▶ Provided entries:
※
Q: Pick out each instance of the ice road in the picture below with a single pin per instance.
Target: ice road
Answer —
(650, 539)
※
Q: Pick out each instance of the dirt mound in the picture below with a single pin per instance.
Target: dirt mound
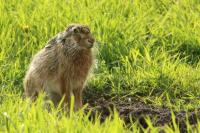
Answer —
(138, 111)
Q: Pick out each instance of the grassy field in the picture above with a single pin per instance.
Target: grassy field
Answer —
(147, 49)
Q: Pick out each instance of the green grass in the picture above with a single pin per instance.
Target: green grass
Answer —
※
Locate each line in the items above that contains the string "Target" and copy those lines in full.

▶ Expected answer:
Target: ice road
Target: dirt mound
Target: grassy field
Target: green grass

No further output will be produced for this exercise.